# Prompt 1:
Reproduce the tribute to Armen below word for word, from "Armen is heavily" to "the international jet-set.".

# Excerpted passage:
......
Living On

Armen is heavily missed. His absence left a hole in independent observation of the political and economic risk situation in Latin America. Beyond the merely analytical though his work was wide-ranging from Armenian philanthropy and social observation of Latin and European lifestyles through to being a "fly on the wall" at the Cannes Film Festival every year and reporting back on the more exotic foibles of the international jet-set.

We miss his wit, his sense of history and his bon mots (in French, Armenian and, even, Turkish). Armen was very much a product of the Levant but then, like so many other Levantines, converted to an international stage where they offer insight into all around them. This record tries to humbly accumulate his collected writings for public consumption so they can be preserved and appreciated for the urgency of the moment in which they were written to the timelessness of the observations.

How best to categorise the uncategorisable? Maybe Armen could be described as an Armenian/Anglo/Franco Samuel Pepys for our times.....
......
# Supplied material:
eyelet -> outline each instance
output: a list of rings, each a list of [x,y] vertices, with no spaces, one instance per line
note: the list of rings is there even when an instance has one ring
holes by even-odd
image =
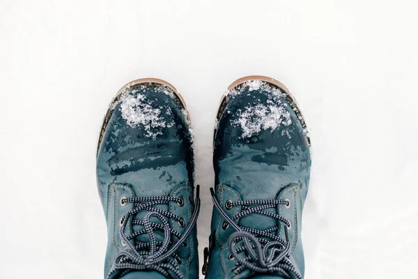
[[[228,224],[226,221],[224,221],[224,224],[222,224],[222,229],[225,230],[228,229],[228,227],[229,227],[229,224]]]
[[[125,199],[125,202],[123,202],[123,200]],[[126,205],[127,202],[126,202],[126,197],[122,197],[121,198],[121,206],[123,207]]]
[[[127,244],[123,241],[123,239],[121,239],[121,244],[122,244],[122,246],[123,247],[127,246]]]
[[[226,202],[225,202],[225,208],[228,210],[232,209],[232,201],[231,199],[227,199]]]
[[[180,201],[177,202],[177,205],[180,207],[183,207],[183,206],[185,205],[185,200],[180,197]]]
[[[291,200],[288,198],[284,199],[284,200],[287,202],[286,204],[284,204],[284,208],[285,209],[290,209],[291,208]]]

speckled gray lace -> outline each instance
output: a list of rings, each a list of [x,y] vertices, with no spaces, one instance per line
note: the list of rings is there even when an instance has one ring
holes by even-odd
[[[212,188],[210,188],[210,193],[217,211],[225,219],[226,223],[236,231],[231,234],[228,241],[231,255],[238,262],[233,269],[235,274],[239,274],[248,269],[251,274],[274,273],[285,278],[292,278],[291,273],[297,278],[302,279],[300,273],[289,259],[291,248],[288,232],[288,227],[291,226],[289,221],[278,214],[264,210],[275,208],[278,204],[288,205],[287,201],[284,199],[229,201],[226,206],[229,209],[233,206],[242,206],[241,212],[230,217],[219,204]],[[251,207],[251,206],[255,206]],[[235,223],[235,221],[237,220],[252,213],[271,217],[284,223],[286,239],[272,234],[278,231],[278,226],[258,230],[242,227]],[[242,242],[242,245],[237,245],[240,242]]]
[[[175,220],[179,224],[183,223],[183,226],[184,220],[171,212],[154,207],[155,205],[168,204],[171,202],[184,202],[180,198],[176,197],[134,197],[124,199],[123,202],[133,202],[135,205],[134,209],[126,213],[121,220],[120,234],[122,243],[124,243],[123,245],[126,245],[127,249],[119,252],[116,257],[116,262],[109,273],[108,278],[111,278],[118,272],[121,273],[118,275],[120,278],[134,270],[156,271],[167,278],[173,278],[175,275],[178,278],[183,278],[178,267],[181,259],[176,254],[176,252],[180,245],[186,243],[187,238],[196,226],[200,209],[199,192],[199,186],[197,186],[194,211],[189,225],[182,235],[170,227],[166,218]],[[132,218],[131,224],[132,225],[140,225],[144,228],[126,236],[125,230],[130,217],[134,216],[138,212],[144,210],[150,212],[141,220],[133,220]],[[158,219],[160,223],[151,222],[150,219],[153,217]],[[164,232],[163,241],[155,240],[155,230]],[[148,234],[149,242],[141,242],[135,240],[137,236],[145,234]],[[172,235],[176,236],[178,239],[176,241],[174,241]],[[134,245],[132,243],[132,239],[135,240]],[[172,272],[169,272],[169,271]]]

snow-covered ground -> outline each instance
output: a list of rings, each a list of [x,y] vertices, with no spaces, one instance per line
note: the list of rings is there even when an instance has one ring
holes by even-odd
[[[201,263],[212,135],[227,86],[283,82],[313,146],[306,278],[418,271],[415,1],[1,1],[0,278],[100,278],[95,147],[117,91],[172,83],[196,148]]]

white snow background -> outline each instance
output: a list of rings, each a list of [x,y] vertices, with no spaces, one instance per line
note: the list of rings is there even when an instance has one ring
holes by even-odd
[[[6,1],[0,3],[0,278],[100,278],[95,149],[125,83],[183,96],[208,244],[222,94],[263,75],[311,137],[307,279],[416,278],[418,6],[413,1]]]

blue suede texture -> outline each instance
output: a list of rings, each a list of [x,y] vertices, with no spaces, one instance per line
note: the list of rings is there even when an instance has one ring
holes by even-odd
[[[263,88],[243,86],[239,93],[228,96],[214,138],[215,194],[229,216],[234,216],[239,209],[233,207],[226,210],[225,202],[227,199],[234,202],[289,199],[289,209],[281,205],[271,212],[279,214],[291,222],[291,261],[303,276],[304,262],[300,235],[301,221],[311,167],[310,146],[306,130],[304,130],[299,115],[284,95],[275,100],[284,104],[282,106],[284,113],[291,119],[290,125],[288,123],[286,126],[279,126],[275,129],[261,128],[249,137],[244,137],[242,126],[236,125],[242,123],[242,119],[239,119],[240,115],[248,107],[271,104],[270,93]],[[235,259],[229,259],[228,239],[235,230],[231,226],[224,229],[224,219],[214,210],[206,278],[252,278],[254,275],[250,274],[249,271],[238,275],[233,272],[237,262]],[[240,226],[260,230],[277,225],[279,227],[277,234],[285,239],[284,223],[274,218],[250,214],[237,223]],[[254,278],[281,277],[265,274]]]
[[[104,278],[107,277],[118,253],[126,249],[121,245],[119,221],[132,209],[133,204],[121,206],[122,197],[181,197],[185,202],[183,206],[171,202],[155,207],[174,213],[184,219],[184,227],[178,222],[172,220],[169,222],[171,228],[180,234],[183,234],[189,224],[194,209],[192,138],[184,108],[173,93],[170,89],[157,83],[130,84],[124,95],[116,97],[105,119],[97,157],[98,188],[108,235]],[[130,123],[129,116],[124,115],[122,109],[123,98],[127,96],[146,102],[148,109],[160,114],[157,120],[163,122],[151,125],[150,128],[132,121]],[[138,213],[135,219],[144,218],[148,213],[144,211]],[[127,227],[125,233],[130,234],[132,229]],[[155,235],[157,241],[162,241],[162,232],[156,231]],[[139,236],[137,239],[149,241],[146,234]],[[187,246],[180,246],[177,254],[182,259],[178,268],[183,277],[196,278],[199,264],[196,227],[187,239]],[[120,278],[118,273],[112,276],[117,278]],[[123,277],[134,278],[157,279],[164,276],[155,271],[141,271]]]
......
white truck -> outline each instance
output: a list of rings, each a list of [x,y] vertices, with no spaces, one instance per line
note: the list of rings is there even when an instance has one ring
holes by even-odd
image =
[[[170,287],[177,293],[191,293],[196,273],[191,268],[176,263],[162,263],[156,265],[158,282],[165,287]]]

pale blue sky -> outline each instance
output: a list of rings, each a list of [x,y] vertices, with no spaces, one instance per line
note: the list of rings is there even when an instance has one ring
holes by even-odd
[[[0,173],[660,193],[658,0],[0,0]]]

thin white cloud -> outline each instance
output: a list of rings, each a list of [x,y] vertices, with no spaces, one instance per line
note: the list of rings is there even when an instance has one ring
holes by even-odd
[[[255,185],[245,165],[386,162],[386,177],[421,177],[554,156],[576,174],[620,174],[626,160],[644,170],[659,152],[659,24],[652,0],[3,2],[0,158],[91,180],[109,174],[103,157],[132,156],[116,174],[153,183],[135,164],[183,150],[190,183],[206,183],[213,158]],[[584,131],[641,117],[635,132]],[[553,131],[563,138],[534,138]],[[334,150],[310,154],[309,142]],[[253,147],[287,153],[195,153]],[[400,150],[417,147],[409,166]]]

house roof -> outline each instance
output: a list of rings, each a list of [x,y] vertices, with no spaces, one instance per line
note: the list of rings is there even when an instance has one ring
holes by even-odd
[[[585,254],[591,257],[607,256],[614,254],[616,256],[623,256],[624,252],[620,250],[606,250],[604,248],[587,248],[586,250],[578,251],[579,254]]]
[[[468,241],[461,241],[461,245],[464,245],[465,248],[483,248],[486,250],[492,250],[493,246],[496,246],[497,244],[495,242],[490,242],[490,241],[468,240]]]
......
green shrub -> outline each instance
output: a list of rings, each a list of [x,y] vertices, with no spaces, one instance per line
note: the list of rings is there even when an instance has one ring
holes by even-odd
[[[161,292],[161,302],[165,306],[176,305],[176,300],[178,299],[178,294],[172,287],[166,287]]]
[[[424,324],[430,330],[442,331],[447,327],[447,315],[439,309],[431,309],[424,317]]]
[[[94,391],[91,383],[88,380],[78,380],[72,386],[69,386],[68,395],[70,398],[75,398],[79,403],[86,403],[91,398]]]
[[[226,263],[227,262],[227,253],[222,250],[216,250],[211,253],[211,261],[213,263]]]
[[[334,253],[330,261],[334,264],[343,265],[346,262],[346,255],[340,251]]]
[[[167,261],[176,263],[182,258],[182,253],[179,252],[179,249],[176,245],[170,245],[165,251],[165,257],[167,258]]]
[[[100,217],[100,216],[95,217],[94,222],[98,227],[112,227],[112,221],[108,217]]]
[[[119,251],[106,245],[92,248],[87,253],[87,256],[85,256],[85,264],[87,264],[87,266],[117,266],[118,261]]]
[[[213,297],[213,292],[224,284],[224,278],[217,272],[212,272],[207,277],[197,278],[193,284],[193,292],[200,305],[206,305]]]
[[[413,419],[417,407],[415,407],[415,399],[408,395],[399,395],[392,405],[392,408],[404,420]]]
......
# Prompt 2:
Find each line in the records that contains the word "snow" and copy those lines out in full.

# Correct result 1:
Armen is heavily missed. His absence left a hole in independent observation of the political and economic risk situation in Latin America. Beyond the merely analytical though his work was wide-ranging from Armenian philanthropy and social observation of Latin and European lifestyles through to being a "fly on the wall" at the Cannes Film Festival every year and reporting back on the more exotic foibles of the international jet-set.

# Correct result 2:
snow-covered ground -> outline each instance
white snow background -> outline each instance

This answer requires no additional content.